• _YOUR TASK_: Copy word for word every line from the one containing "Place a point on each instance of the framed oval" through the last line of the entries, including both ends.

Stored dataset items:
______________________________

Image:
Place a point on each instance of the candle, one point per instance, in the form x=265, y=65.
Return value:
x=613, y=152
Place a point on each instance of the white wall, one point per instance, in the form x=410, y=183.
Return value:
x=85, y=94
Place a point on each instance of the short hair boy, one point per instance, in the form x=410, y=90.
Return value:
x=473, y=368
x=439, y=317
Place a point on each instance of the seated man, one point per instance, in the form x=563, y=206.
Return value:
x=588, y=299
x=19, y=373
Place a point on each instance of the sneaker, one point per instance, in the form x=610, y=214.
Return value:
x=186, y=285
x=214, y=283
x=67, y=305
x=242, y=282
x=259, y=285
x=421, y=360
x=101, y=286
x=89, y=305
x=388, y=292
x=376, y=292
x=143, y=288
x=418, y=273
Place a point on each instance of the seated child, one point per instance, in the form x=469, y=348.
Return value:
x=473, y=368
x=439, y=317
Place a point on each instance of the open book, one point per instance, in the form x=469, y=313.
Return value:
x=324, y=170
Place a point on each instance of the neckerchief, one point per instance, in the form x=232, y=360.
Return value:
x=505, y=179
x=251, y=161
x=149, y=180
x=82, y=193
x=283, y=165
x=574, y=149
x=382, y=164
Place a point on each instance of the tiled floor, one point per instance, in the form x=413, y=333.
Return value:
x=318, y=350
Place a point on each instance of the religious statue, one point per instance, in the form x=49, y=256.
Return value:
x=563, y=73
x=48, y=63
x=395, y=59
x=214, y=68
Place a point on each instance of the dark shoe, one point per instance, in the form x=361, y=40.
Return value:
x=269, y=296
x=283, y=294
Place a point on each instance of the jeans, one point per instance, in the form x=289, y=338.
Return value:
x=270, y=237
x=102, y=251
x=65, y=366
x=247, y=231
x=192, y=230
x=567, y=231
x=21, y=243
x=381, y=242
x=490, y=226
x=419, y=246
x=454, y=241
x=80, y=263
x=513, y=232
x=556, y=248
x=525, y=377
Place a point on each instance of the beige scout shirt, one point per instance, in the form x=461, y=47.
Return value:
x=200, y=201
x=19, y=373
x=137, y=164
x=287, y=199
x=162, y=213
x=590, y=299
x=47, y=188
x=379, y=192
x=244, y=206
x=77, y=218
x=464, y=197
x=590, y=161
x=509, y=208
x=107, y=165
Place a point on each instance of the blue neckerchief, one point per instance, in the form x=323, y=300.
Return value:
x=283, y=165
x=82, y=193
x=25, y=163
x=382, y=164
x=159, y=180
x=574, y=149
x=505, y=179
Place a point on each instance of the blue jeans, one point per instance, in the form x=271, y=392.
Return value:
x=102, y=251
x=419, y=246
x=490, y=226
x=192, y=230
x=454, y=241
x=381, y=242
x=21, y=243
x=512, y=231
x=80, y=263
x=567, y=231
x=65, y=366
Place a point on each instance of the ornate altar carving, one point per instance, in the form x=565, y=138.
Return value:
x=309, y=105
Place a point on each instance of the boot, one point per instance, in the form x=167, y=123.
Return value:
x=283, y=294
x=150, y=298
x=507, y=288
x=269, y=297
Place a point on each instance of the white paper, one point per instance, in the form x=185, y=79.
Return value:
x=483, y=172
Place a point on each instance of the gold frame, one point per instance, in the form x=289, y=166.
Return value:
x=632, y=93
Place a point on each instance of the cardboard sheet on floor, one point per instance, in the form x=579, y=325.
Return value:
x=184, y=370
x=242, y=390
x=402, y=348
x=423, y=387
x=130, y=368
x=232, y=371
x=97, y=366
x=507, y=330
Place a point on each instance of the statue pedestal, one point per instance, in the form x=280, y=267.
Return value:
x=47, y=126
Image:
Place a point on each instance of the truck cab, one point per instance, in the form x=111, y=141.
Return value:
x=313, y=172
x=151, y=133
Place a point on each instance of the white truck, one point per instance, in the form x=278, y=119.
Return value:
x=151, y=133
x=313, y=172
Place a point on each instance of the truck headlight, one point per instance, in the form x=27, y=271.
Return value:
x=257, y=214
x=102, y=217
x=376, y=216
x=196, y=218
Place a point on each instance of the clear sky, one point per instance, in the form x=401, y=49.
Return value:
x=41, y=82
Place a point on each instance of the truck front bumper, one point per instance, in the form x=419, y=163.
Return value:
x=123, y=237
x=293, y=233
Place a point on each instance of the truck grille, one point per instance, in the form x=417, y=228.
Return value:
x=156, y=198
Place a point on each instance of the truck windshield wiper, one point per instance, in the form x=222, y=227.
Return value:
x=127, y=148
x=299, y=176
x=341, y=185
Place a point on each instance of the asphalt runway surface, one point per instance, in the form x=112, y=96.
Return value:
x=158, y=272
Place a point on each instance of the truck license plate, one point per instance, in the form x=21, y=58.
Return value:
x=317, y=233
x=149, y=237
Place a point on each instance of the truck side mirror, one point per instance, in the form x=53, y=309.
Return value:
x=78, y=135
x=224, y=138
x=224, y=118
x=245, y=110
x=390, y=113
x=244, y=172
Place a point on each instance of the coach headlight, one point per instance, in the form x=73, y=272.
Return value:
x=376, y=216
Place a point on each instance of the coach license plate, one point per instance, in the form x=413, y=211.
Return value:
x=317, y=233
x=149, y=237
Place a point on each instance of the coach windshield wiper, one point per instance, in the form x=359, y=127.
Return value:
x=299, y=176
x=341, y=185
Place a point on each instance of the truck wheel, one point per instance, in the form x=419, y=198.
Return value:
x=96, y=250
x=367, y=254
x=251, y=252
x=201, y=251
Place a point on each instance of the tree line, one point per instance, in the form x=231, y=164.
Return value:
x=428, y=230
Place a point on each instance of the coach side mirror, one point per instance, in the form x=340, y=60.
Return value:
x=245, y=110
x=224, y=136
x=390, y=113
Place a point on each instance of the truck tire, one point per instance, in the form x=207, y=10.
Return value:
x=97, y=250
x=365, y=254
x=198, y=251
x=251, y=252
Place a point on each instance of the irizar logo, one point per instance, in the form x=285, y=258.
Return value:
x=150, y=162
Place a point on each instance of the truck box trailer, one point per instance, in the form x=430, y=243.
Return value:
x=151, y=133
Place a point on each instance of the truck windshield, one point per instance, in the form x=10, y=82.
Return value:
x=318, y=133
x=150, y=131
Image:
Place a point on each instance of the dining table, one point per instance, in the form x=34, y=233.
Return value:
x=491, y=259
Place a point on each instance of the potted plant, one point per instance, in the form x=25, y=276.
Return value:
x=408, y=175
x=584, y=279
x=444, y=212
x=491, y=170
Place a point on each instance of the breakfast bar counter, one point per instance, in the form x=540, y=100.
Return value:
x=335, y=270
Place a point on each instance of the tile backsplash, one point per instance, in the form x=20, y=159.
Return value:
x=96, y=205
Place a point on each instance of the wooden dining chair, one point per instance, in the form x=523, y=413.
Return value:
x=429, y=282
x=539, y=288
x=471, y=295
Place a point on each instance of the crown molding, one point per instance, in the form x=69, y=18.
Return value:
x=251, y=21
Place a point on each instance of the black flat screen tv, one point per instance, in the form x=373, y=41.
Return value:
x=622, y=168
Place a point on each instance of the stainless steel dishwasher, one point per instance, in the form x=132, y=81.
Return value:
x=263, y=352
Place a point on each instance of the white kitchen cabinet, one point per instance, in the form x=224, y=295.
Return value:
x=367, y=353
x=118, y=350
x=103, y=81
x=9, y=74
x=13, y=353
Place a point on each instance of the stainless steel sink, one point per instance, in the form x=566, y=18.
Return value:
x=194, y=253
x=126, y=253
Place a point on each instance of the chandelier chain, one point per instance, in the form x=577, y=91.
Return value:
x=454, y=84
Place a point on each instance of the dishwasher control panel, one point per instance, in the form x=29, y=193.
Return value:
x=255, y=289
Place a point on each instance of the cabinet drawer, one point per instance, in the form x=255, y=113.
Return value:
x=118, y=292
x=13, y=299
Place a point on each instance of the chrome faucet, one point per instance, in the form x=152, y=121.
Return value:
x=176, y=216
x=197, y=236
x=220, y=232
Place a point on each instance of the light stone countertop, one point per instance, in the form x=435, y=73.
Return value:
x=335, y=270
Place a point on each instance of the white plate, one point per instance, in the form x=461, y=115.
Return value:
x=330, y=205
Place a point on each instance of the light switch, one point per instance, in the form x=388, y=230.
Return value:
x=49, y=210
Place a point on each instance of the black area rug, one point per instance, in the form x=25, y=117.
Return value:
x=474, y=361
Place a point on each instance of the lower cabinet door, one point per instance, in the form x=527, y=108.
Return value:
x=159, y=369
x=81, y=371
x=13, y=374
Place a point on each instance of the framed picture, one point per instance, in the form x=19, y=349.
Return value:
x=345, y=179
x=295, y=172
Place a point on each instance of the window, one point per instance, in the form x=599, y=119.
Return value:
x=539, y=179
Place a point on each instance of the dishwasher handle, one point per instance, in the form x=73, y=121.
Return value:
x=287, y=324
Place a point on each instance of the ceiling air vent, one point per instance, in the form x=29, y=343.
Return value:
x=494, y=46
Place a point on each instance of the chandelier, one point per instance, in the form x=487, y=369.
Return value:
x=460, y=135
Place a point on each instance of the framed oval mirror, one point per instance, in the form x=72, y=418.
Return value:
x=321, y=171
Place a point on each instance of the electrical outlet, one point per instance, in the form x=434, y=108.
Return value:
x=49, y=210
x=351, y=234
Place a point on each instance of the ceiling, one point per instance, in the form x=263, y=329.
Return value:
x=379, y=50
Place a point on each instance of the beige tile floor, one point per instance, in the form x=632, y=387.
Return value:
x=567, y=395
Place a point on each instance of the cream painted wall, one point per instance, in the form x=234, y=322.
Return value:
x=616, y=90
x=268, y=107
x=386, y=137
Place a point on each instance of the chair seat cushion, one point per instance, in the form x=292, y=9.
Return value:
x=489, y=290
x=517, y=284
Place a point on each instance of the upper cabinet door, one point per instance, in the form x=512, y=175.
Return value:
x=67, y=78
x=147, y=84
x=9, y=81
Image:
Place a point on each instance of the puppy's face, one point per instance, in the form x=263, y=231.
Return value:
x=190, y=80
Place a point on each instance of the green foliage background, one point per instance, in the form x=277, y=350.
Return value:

______________________________

• _REPLY_:
Place a point on each instance of the framed oval mirror, one point per instance, in the form x=72, y=418.
Return value:
x=321, y=171
Place a point on each instance of the electrical outlet, one point per instance, in the form x=434, y=108.
Return value:
x=49, y=210
x=351, y=234
Place a point on each instance of the ceiling, one point per instance, in the form x=263, y=329.
Return value:
x=379, y=50
Place a point on each instance of the beige tile floor, one point per instance, in the form x=632, y=387.
Return value:
x=567, y=395
Place a point on each instance of the cream painted wall, one point per instance, in the form x=234, y=322.
Return value:
x=616, y=90
x=268, y=107
x=386, y=137
Place a point on each instance of the chair seat cushion, one point per instance, in the form x=292, y=9.
Return value:
x=489, y=290
x=517, y=284
Place a point on each instance of the upper cabinet door, one point per instance, in the form x=512, y=175.
Return value:
x=67, y=78
x=147, y=84
x=9, y=81
Image:
Place a point on each instance of the puppy's face, one point per instance, in the form x=263, y=231.
Return value:
x=190, y=80
Place a point on each instance of the green foliage background, one point per instance, in the form x=277, y=350.
Return value:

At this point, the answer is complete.